ARTICLE>
# # # # # # #
Class HWPFDocumentCore

java.lang.Object
org.apache.poi.POIDocument
org.apache.poi.hwpf.HWPFDocumentCore
All Implemented Interfaces:
Closeable, AutoCloseable
Direct Known Subclasses:
HWPFDocument, HWPFOldDocument

public abstract class HWPFDocumentCore extends POIDocument
This class holds much of the core of a Word document, but without some of the table structure information. You generally want to work with one of HWPFDocument or HWPFOldDocument
  • Field Details

    • STREAM_OBJECT_POOL

      protected static final String STREAM_OBJECT_POOL
      See Also:
    • STREAM_WORD_DOCUMENT

      protected static final String STREAM_WORD_DOCUMENT
      See Also:
    • STREAM_TABLE_0

      protected static final String STREAM_TABLE_0
      See Also:
    • STREAM_TABLE_1

      protected static final String STREAM_TABLE_1
      See Also:
    • FIB_BASE_LEN

      protected static final int FIB_BASE_LEN
      Size of the not encrypted part of the FIB
      See Also:
    • RC4_REKEYING_INTERVAL

      protected static final int RC4_REKEYING_INTERVAL
      [MS-DOC] 2.2.6.2/3 Office Binary Document ... Encryption: "... The block number MUST be set to zero at the beginning of the stream and MUST be incremented at each 512 byte boundary. ..."
      See Also:
    • _objectPool

      protected ObjectPoolImpl _objectPool
      Holds OLE2 objects
    • _fib

      protected FileInformationBlock _fib
      The FIB
    • _ss

      protected StyleSheet _ss
      Holds styles for this document.
    • _cbt

      protected CHPBinTable _cbt
      Contains formatting properties for text
    • _pbt

      protected PAPBinTable _pbt
      Contains formatting properties for paragraphs
    • _st

      protected SectionTable _st
      Contains formatting properties for sections.
    • _ft

      protected FontTable _ft
      Holds fonts for this document.
    • _lt

      protected ListTables _lt
      Hold list tables
    • _mainStream

      protected byte[] _mainStream
      main document stream buffer
  • Constructor Details

    • HWPFDocumentCore

      protected HWPFDocumentCore()
    • HWPFDocumentCore

      public HWPFDocumentCore(InputStream istream) throws IOException
      This constructor loads a Word document from an InputStream.
      Parameters:
      istream - The InputStream that contains the Word document.
      Throws:
      IOException - If there is an unexpected IOException from the passed in InputStream.
    • HWPFDocumentCore

      public HWPFDocumentCore(POIFSFileSystem pfilesystem) throws IOException
      This constructor loads a Word document from a POIFSFileSystem
      Parameters:
      pfilesystem - The POIFSFileSystem that contains the Word document.
      Throws:
      IOException - If there is an unexpected IOException from the passed in POIFSFileSystem.
    • HWPFDocumentCore

      public HWPFDocumentCore(DirectoryNode directory) throws IOException
      This constructor loads a Word document from a specific point in a POIFSFileSystem, probably not the default. Used typically to open embeded documents.
      Parameters:
      directory - The DirectoryNode that contains the Word document.
# # # # # # #
EXTRACTED INFORMATION>
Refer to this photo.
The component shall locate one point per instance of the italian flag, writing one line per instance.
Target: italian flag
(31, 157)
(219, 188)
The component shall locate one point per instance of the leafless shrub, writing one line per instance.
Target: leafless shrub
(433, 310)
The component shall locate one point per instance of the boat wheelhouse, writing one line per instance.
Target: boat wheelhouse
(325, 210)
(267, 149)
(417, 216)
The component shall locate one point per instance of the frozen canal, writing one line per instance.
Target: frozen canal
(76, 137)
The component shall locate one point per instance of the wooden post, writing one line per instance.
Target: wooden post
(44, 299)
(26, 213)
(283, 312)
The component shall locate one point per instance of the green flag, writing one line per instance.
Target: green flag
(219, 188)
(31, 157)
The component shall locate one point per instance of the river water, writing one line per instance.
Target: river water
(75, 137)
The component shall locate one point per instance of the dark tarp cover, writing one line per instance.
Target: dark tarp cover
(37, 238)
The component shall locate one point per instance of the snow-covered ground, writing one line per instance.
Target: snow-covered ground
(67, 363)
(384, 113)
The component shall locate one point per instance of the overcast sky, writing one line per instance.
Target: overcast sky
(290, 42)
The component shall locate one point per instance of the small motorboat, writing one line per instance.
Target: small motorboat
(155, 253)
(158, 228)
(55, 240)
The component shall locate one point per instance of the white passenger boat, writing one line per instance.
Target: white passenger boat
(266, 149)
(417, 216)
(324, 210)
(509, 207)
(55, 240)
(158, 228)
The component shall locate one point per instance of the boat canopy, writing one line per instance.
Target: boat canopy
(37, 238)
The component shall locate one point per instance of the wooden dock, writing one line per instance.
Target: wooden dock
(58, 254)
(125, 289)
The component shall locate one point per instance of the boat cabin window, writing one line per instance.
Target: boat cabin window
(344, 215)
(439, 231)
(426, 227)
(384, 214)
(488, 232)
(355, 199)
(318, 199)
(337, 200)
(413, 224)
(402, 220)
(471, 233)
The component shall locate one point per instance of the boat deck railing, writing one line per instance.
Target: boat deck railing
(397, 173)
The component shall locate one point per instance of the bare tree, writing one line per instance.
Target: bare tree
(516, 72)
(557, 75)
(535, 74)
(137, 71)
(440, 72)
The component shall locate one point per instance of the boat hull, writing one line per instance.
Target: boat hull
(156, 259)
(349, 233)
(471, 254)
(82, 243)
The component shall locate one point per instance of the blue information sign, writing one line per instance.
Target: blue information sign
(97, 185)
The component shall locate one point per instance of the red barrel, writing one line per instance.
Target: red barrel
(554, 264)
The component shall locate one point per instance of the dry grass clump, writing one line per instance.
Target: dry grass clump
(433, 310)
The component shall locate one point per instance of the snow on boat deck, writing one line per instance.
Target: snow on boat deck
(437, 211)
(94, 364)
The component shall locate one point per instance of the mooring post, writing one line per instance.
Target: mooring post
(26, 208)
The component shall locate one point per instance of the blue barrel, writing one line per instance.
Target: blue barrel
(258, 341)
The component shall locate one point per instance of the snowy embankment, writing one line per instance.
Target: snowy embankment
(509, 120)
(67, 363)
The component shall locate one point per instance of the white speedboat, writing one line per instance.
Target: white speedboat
# # # # # # #
STATED EXERCISE> Update the HWPFDocumentCore page by rewriting everything from "public HWPFDocumentCore(InputStream istream) throws IOException" down to "passed in POIFSFileSystem." with "Word document" changed to "Word file".

ANSWER FOR THIS EXERCISE>
public HWPFDocumentCore(InputStream istream) throws IOException
      This constructor loads a Word file from an InputStream.
      Parameters:
      istream - The InputStream that contains the Word file.
      Throws:
      IOException - If there is an unexpected IOException from the passed in InputStream.
    • HWPFDocumentCore

      public HWPFDocumentCore(POIFSFileSystem pfilesystem) throws IOException
      This constructor loads a Word file from a POIFSFileSystem
      Parameters:
      pfilesystem - The POIFSFileSystem that contains the Word file.
      Throws:
      IOException - If there is an unexpected IOException from the passed in POIFSFileSystem.